## What you are asked to do
All lines holding the word "tree" should be located in the records and copied.

## Dataset
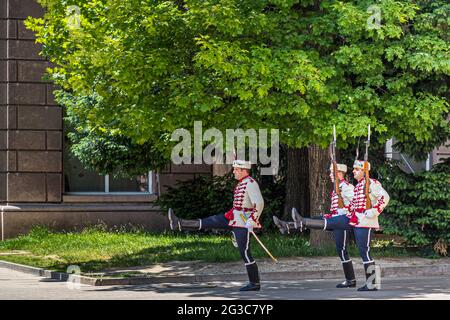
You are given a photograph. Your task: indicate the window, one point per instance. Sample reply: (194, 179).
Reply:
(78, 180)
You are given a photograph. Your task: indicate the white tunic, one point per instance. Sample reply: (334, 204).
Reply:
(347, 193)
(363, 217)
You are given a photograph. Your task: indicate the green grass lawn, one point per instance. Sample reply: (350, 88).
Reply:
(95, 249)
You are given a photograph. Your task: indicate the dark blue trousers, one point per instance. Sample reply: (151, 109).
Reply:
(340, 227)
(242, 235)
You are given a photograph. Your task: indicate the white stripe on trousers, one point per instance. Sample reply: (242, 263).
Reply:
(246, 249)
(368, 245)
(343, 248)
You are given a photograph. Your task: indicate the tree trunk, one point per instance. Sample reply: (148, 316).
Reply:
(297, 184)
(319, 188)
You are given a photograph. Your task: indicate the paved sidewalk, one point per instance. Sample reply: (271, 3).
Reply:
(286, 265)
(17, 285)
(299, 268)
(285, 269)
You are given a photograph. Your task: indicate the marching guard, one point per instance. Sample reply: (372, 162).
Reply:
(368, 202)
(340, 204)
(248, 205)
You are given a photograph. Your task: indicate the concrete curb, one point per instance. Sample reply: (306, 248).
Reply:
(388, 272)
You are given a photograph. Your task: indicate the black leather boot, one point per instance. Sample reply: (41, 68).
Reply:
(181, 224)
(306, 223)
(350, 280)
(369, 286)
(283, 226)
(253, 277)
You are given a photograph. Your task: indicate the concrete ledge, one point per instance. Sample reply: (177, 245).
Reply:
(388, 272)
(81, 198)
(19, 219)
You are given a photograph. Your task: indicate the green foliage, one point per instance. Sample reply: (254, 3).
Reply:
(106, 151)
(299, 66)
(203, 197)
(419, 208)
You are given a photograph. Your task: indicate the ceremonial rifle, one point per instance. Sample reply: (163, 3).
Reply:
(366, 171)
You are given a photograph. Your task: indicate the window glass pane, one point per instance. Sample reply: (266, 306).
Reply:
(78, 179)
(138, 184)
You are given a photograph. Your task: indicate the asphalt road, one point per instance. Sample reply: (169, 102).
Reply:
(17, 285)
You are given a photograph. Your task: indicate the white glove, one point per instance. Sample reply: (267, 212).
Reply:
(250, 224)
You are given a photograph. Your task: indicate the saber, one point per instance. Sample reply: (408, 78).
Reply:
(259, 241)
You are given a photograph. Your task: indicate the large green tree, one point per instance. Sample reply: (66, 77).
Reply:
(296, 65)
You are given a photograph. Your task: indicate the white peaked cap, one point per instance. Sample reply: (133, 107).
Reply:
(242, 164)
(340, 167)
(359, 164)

---

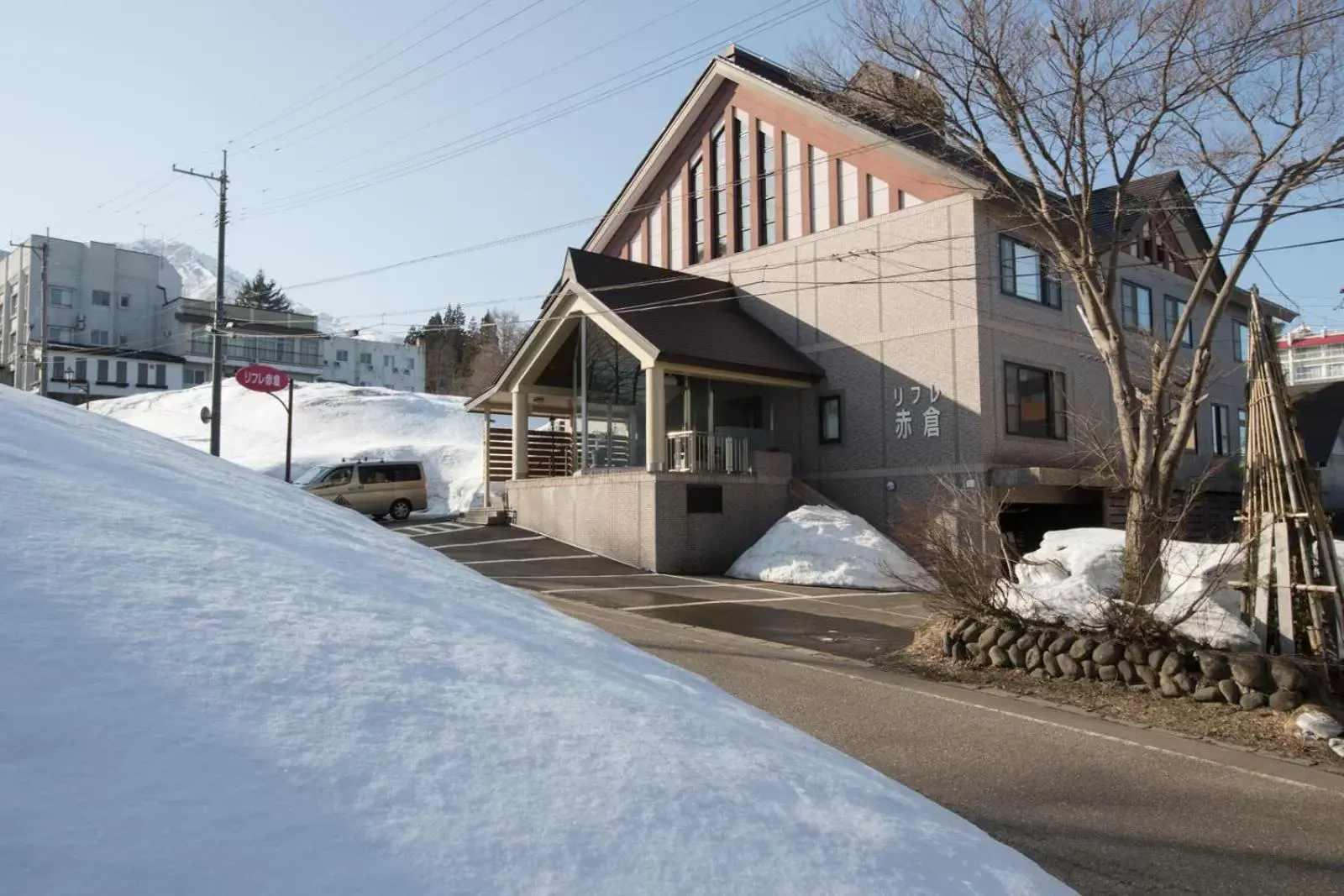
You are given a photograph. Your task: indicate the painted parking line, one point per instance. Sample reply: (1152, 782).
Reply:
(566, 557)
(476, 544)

## Exercise solution
You are given a photograph. Your task: indicate the tree trunk, one point per instance. Sample reply: (148, 316).
You are given a photograph. Your task: indicate the large green tree, one point per instance. Sample reply: (66, 77).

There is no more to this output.